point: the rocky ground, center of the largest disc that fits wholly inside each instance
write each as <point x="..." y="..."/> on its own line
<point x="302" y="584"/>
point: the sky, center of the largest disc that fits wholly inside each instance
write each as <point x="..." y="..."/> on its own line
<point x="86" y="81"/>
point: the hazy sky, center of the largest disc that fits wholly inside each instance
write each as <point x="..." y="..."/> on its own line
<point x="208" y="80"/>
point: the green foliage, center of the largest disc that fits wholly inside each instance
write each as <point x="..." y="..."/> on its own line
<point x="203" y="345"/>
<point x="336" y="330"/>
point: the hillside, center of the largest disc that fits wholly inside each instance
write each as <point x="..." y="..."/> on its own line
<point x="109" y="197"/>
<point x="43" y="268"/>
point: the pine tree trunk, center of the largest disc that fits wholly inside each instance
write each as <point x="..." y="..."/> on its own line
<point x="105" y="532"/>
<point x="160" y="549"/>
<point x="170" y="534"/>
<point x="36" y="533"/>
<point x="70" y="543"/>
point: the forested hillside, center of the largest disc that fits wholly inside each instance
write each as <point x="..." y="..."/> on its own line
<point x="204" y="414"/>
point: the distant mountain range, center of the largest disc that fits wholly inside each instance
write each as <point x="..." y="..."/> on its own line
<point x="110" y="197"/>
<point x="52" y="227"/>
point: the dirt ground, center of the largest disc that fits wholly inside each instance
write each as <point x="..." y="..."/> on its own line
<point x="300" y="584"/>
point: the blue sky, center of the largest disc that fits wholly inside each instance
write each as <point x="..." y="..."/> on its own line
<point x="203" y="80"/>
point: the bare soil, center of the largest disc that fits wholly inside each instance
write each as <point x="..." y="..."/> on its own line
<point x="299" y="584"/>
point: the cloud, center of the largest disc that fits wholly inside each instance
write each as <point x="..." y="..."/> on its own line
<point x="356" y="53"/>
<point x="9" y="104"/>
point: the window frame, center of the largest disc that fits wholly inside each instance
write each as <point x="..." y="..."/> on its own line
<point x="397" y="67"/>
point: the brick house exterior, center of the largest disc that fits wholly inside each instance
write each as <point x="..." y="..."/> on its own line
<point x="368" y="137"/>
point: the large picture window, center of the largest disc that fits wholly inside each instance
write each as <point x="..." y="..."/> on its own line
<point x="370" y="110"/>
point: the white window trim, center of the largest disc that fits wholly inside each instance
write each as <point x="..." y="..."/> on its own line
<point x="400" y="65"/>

══════════

Repeat back all entries verbatim.

point: the rocky ground, center of the largest disc that fits wholly inside each instance
write each as <point x="..." y="..."/> on its own line
<point x="302" y="584"/>
point: the sky, center of the largest disc that fits wholly inside each instance
write each as <point x="..." y="..."/> on its own line
<point x="86" y="81"/>
point: the hazy sky, center of the largest disc that fits wholly inside each instance
write each as <point x="..." y="..."/> on its own line
<point x="208" y="80"/>
point: the green foliage, center of the largest disc that fits wholly inside each instance
write each as <point x="..." y="..."/> on its own line
<point x="203" y="345"/>
<point x="336" y="330"/>
point: the hillside, center of the largest disc that fits wholly inside each instance
write each as <point x="..." y="..."/> on its own line
<point x="109" y="197"/>
<point x="43" y="268"/>
point: the pine tree trunk, center of the largest disc that fits wholly inside each instance
write each as <point x="..." y="..."/> on its own line
<point x="105" y="532"/>
<point x="160" y="549"/>
<point x="170" y="534"/>
<point x="36" y="533"/>
<point x="70" y="543"/>
point: the forested hillside, center of the largest disc that fits wholly inside each instance
write each as <point x="..." y="..."/> on its own line
<point x="204" y="414"/>
point: the distant mountain range, center of the largest disc that fits wholly inside each instance
write each as <point x="..." y="..."/> on its own line
<point x="110" y="197"/>
<point x="52" y="227"/>
point: the dirt ground, center of the largest disc that fits wholly inside each instance
write each as <point x="..." y="..."/> on its own line
<point x="300" y="584"/>
point: the blue sky, center of the largest disc that fits wholly inside each instance
write each as <point x="..." y="..."/> on its own line
<point x="203" y="80"/>
point: the bare soil, center of the largest disc that fits wholly inside each instance
write each as <point x="..." y="..."/> on its own line
<point x="299" y="584"/>
point: the cloud, center of the largest disc that fits wholly inside each instance
write each as <point x="..." y="..."/> on its own line
<point x="356" y="53"/>
<point x="9" y="104"/>
point: the window frame, center of the largest disc that fits wholly inside each instance
write each as <point x="..." y="..."/> on its own line
<point x="397" y="67"/>
point: the brick house exterior, center of the largest disc that fits wholly inside each instance
write each as <point x="..." y="..."/> on its own line
<point x="368" y="137"/>
point: the large picture window, center of the largest disc that fits wholly inside each instance
write each as <point x="..." y="..."/> on its own line
<point x="370" y="110"/>
point: the white window trim, center of the largest disc that fits wholly inside each instance
write each as <point x="..." y="..."/> on its own line
<point x="400" y="65"/>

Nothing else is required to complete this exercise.